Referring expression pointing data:
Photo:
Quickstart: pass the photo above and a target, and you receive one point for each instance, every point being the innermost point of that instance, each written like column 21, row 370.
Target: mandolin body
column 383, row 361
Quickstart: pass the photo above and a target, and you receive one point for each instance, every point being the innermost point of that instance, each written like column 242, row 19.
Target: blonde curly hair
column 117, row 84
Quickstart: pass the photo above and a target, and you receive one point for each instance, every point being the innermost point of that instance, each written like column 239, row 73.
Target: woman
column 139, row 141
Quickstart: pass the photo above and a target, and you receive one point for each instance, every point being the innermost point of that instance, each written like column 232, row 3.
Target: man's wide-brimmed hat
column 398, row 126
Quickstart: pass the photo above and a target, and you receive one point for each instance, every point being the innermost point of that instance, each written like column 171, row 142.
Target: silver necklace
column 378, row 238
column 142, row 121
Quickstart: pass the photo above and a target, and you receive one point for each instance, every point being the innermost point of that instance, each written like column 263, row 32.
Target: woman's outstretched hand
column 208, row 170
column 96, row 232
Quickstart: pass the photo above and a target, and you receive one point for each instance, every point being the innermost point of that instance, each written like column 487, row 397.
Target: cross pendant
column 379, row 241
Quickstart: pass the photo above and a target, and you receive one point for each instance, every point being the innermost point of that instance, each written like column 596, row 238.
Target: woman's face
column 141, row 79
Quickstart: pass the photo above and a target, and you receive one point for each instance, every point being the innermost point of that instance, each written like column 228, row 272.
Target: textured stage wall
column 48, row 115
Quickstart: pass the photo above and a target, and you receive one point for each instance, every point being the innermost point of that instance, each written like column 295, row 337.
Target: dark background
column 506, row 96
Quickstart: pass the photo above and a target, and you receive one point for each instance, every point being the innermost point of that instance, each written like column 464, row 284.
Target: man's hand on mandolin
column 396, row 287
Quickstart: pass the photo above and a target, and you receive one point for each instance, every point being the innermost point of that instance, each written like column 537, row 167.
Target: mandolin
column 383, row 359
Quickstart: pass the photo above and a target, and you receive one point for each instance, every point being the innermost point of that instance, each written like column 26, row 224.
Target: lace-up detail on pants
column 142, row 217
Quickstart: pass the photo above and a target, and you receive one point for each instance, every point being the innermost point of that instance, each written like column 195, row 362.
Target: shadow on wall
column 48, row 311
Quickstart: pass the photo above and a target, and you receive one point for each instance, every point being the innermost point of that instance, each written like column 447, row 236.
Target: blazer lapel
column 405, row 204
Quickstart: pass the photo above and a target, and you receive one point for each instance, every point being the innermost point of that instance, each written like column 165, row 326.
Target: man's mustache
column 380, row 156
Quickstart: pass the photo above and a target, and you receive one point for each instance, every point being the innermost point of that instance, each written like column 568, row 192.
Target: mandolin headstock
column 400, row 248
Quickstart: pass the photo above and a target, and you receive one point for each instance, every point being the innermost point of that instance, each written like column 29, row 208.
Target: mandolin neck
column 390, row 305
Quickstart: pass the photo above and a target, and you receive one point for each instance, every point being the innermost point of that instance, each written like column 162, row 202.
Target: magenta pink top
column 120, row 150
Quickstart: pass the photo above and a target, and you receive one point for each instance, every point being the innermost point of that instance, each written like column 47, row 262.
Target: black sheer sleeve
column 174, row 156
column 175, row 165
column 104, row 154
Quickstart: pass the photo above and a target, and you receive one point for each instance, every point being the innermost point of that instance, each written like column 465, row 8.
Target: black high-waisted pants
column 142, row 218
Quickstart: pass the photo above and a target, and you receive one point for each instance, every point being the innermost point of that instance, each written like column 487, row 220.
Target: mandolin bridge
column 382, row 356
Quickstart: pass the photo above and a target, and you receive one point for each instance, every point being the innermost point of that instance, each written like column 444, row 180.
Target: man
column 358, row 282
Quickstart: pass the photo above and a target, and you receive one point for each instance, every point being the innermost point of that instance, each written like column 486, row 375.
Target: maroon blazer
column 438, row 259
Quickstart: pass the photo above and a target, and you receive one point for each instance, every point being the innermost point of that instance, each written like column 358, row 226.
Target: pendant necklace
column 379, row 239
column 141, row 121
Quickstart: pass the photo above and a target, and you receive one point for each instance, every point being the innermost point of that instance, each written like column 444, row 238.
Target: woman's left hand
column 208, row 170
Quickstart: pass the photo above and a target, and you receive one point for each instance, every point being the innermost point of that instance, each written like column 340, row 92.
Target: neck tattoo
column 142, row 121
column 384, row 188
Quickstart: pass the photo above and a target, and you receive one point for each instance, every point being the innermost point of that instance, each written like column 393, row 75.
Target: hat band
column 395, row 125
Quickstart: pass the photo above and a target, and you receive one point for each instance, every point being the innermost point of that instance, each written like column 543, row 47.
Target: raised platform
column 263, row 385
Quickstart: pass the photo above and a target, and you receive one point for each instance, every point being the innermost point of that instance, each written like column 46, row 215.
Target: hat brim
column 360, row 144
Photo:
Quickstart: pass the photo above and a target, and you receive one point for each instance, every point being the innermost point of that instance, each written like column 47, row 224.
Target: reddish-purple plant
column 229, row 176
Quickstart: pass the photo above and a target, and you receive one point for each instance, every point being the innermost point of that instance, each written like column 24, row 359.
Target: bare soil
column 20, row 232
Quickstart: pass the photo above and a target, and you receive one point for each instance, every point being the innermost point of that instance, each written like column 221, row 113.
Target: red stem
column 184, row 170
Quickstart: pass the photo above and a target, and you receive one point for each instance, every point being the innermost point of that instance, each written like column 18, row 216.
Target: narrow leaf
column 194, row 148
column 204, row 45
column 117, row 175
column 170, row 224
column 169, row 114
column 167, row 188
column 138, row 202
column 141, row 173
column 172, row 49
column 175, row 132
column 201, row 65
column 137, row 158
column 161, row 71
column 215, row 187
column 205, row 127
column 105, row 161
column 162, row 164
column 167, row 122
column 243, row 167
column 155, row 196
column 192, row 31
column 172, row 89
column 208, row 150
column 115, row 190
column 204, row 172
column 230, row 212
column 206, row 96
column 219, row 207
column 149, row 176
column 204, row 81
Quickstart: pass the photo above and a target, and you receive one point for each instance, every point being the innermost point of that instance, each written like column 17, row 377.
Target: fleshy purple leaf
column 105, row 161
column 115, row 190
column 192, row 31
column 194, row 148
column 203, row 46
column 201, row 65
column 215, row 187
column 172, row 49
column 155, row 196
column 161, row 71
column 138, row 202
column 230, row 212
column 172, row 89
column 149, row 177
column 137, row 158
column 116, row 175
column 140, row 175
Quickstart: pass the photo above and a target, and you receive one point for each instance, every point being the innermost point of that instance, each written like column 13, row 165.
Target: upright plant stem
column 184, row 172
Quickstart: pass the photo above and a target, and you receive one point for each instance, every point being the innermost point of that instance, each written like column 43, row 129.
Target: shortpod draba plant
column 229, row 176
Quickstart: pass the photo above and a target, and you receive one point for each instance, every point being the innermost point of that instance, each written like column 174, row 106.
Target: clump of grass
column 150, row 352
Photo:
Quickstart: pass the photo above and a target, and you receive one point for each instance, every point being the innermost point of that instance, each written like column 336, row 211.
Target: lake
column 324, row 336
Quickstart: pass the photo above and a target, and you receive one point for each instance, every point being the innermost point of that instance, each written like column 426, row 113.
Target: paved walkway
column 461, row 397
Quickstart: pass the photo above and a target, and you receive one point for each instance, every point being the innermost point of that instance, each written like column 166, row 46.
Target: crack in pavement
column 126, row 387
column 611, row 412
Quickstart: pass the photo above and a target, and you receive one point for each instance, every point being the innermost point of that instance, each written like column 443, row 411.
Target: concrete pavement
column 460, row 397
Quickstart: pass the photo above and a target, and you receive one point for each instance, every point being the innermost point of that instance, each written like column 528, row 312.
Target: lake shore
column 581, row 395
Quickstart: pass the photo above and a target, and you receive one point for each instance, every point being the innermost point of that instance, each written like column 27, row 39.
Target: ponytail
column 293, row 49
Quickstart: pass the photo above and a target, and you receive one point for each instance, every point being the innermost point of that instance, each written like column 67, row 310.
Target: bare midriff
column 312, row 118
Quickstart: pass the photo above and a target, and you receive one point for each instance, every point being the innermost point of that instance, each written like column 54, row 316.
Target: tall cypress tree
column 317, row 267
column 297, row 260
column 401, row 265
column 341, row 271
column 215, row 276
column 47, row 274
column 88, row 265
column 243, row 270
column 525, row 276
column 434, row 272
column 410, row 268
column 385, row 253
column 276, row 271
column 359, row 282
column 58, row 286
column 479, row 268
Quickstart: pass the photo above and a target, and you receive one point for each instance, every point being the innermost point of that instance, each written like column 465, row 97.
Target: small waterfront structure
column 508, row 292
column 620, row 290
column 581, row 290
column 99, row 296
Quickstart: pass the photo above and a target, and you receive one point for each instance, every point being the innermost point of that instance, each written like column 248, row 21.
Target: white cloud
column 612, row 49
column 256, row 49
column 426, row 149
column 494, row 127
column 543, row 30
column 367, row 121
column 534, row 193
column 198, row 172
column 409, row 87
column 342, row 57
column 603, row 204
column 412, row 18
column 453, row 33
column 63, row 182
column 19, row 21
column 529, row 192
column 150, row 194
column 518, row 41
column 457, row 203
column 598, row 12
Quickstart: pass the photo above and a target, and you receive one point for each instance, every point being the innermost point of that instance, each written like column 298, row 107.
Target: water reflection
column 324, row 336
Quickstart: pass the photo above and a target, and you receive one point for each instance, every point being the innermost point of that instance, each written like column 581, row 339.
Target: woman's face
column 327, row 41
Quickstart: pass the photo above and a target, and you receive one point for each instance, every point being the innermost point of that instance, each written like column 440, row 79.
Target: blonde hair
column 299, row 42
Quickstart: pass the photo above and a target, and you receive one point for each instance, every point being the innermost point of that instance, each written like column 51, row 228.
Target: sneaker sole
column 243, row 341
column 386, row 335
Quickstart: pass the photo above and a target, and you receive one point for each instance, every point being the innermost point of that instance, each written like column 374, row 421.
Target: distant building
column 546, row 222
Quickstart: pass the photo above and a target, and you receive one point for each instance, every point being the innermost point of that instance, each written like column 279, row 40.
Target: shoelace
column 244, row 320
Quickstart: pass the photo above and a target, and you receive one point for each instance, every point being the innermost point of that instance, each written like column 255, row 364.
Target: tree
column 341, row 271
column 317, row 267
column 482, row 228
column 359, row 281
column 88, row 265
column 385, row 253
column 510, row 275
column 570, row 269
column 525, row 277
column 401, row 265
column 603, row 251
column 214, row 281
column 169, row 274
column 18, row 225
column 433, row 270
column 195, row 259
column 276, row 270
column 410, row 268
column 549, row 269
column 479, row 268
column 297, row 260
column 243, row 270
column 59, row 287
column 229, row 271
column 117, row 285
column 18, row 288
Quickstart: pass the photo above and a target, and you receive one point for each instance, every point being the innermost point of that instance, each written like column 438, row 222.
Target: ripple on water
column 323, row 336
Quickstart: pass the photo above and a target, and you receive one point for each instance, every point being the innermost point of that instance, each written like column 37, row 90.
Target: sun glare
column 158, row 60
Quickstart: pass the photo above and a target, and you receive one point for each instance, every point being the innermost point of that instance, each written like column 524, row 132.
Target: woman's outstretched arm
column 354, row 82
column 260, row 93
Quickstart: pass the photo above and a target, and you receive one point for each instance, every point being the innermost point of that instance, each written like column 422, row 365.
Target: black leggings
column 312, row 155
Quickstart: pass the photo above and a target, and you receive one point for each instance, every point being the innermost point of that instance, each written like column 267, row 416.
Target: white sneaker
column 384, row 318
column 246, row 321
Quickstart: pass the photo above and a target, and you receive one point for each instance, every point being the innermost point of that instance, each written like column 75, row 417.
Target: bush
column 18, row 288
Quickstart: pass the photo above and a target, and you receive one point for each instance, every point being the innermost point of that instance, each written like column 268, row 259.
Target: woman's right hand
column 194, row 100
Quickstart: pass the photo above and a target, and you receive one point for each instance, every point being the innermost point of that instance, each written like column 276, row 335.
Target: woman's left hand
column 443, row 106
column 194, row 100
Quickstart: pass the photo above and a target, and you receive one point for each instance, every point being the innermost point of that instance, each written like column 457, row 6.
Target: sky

## Problem details
Starting with the line that holds "581, row 339." and ending with the line that holds "51, row 228.", retype every line in the data above exactly, and nothing else.

## Expected output
Quickstart: pass the photo above and a target, and you receive one point for each instance, every point being the innermost point of that instance, each written like column 581, row 339.
Target: woman's face
column 327, row 41
Quickstart: pass the photo above and a target, and you receive one point for each instance, every point being the innermost point of that instance, each written like column 440, row 79.
Target: blonde hair
column 299, row 42
Quickstart: pass the photo above and a target, and you receive one point for each instance, every point being the innermost point of that instance, each written like column 51, row 228.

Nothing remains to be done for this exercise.